Exercise task 1:
Extract the passage from the comment thread that starts at "Hey Bill, what" and ends at "you obviously lack.", copying it word for word.

Source text:

Spoken like a true flatlander, if you don’t like it Don, go back to your liberal hellhole in New York City. You are “100% an asset to be exploited.”
“Why the area’s nonprofit organizations, which depend so much on the second homeowner” Oh thank you so much for your money, here I am at the base of Killington with my head in my hands wondering how I’m going to feed my family with my two Masters Degrees .You sound like a liberal talking down to marginalized groups reminding them how lucky they are to have you. Piss off
Wow Chris, you sound like the true liberal, Don’s right, Vermont tried to tax food and clothing earlier this year. As far as your two masters degrees, they are highly overrated today, who ever needed a masters to teach K-6 the 3 RRR’s, oh thats right, we’d rather teach DEI, ESG and involve climate change into mathematics!
I know, “taxes for thee and not for me”, that’s your motto?
Hey Bill, what the hell do you do with yourself other than sound jealous? Maybe if someone taught you right you wouldn’t be licking the boots of some out-of-stater dangling his money over your head telling you how lucky you are that he decided to grace us with his presence. “oh Donny, thank you for spending your money here!!! We’re so lucky to have you.” (That’s you) Then again, pride is a Vermont value that you obviously lack.

Records supplied:

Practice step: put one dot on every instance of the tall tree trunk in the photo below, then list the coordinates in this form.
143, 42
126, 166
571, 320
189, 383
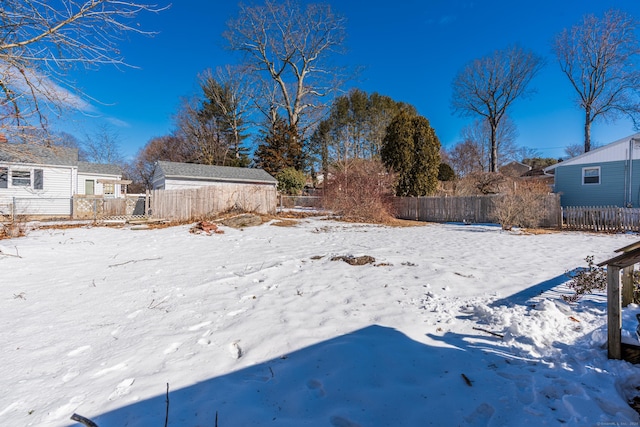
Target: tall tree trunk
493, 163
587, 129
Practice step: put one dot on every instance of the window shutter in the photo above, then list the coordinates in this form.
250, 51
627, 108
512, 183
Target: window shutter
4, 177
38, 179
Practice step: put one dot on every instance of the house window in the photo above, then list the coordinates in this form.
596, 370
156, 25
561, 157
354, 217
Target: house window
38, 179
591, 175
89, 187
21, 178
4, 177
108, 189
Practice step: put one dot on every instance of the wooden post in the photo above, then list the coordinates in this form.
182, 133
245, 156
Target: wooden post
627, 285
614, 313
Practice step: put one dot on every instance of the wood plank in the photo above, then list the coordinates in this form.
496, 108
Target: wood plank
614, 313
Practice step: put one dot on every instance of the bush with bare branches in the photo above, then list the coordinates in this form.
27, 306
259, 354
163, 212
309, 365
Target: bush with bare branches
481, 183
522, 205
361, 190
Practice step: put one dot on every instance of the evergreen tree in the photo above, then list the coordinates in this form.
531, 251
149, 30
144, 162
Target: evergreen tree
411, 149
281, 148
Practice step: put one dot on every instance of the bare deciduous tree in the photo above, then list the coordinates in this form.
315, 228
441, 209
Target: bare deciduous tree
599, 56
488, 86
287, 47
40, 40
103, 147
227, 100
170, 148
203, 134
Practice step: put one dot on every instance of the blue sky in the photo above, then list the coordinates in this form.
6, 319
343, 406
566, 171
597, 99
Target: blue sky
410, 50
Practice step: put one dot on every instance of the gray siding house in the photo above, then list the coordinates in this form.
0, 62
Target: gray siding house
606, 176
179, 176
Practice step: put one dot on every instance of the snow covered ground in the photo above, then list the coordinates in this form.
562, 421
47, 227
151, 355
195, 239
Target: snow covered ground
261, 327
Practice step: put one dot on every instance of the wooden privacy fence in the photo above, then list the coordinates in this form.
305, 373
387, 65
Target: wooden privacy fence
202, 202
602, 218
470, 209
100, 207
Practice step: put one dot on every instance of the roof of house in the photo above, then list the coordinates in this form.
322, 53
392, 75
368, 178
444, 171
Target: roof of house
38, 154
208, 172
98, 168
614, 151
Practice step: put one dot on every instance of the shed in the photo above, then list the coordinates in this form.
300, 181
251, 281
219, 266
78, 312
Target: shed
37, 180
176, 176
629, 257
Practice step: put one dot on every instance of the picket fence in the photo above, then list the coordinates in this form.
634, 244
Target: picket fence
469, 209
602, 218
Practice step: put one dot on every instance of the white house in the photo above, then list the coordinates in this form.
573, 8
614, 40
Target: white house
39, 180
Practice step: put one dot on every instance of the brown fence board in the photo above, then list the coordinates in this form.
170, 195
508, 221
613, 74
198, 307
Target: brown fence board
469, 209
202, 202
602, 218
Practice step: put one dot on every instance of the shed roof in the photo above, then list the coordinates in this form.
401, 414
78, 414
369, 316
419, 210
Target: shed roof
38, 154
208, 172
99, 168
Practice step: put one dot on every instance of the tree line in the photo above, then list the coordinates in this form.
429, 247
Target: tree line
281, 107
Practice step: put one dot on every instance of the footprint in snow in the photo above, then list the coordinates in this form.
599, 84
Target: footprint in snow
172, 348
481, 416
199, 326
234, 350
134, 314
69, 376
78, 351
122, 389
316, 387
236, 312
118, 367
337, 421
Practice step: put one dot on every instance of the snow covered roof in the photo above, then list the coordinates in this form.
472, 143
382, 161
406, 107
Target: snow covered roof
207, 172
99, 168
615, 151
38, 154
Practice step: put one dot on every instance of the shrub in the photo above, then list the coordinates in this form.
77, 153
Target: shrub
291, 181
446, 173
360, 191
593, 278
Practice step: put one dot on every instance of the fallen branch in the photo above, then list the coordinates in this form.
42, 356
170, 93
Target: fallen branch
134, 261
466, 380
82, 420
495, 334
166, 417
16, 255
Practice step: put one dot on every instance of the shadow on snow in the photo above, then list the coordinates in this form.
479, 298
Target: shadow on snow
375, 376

...

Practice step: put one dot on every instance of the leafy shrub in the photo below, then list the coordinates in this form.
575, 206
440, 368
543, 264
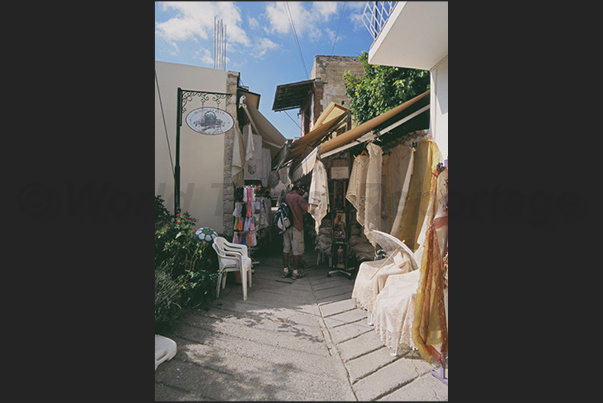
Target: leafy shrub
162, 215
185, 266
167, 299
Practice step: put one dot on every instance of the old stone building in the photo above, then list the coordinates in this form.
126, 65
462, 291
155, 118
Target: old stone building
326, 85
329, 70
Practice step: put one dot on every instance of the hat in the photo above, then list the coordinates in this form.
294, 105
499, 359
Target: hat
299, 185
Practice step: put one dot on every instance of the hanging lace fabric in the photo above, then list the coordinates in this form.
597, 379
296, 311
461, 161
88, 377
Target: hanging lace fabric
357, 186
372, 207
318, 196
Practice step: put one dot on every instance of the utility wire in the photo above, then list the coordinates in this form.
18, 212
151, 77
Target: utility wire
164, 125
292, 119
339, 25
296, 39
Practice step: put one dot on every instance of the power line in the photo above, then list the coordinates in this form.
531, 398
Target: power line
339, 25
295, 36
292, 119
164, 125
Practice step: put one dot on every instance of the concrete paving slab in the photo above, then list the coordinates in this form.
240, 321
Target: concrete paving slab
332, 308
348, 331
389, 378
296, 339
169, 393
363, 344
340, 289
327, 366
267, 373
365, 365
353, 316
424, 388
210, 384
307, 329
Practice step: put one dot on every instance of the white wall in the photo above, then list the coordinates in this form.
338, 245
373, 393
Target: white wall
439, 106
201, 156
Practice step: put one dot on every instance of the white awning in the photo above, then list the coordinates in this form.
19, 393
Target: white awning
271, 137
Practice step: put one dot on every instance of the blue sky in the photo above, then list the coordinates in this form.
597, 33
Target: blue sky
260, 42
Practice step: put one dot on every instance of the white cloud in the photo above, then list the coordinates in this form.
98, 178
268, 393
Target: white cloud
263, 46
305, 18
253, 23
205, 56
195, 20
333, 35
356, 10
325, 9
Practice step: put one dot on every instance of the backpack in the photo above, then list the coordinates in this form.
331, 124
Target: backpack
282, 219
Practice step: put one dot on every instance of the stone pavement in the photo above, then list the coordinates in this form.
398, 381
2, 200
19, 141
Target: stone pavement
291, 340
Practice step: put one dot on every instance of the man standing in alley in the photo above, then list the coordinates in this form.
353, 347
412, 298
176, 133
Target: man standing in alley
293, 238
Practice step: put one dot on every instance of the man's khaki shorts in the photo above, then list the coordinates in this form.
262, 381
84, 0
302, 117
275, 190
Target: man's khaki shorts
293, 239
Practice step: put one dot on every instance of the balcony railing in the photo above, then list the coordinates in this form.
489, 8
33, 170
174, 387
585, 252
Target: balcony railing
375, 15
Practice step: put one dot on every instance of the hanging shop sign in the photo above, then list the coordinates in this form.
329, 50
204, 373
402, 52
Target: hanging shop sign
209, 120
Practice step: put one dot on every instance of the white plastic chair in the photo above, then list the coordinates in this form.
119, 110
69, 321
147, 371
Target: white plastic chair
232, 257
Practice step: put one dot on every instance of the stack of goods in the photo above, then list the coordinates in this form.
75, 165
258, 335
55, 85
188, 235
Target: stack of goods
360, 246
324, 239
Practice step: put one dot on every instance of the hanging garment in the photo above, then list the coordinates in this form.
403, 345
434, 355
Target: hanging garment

Exercise task 2:
Show every line of the records that contains the string "goods", matching upper and lower case exactly.

Correct output 1:
Hey Bill, what the hell do you do with yourself other than sound jealous? Maybe if someone taught you right you wouldn’t be licking the boots of some out-of-stater dangling his money over your head telling you how lucky you are that he decided to grace us with his presence. “oh Donny, thank you for spending your money here!!! We’re so lucky to have you.” (That’s you) Then again, pride is a Vermont value that you obviously lack.

Correct output 2:
Practice step: put one dot on every instance of the stack of goods in the photo above, then list the coordinates in this form.
Target: stack of goods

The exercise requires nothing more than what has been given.